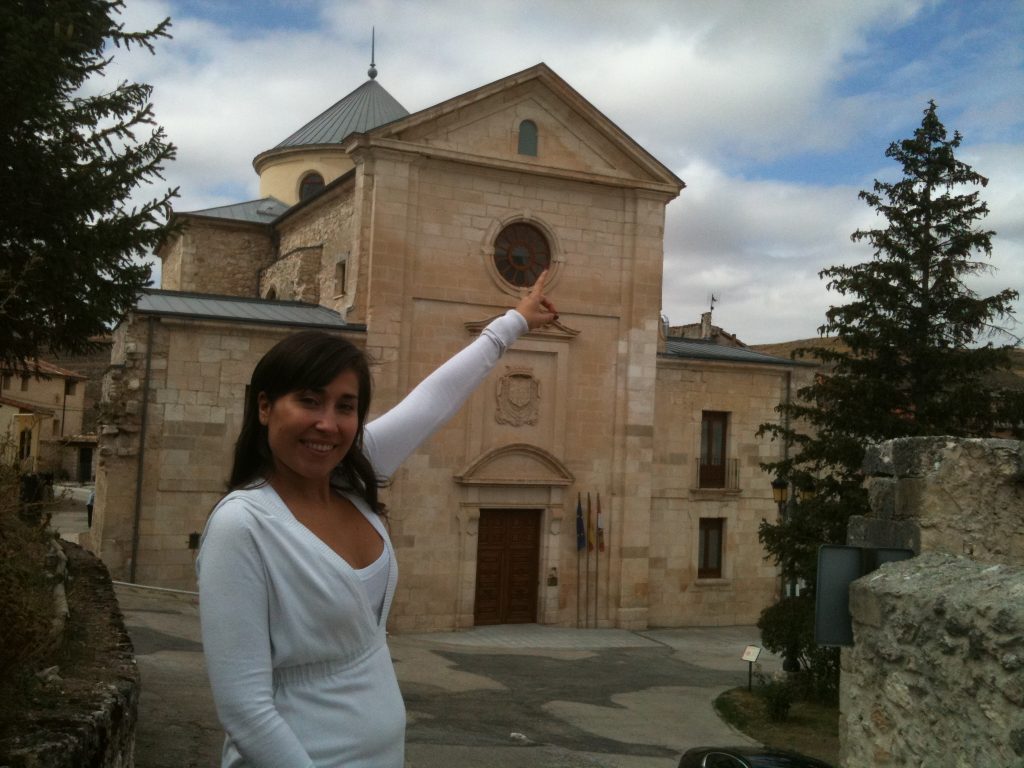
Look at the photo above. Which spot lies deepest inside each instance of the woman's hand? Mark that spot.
(536, 307)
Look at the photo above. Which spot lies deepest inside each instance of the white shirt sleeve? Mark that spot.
(235, 619)
(389, 439)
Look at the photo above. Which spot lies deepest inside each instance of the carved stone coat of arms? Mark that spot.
(518, 397)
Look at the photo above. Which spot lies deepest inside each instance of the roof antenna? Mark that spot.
(372, 72)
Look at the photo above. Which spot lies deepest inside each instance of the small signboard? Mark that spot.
(838, 567)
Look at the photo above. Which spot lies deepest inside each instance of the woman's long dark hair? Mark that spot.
(309, 359)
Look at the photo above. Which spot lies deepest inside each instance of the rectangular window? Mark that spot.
(25, 444)
(341, 276)
(710, 548)
(714, 426)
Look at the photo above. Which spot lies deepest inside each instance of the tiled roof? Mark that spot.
(366, 108)
(235, 308)
(262, 211)
(23, 406)
(709, 350)
(46, 370)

---*---

● **Exercise prompt**
Exclude the pictures, and transcribe all of the material exactly.

● **Answer**
Look at the photo above. Which spot lies deepest inside each instance of the woman's hand? Mark that spot.
(536, 307)
Look at the photo above. Which spot lies deepest inside each instance of the white shirt sleeve? Mark that spot.
(235, 619)
(389, 439)
Look at the photo above. Which spot lies deepest inside each instance of the carved stone coat of arms? Mark that spot.
(518, 397)
Look at the photo above. Which spot lies deepest inside each instance of the roof antenna? Mark that spot.
(372, 72)
Look at the photo above. Which spot lies deepest inside each instance of the small signboard? Mark that spot.
(838, 567)
Look at the photo above. Which spot lies deepest inside each instance of the woman's long dark hair? Mark that spot.
(309, 359)
Look at the photo above. Which spot lies deepest inside each instance of the rectangular window? Mark that spot.
(25, 444)
(341, 276)
(710, 548)
(714, 426)
Look at the photo above. Which spot lies deepest inside each instance of the tiled roof? Mark that spot.
(366, 108)
(235, 308)
(262, 211)
(23, 406)
(709, 350)
(46, 370)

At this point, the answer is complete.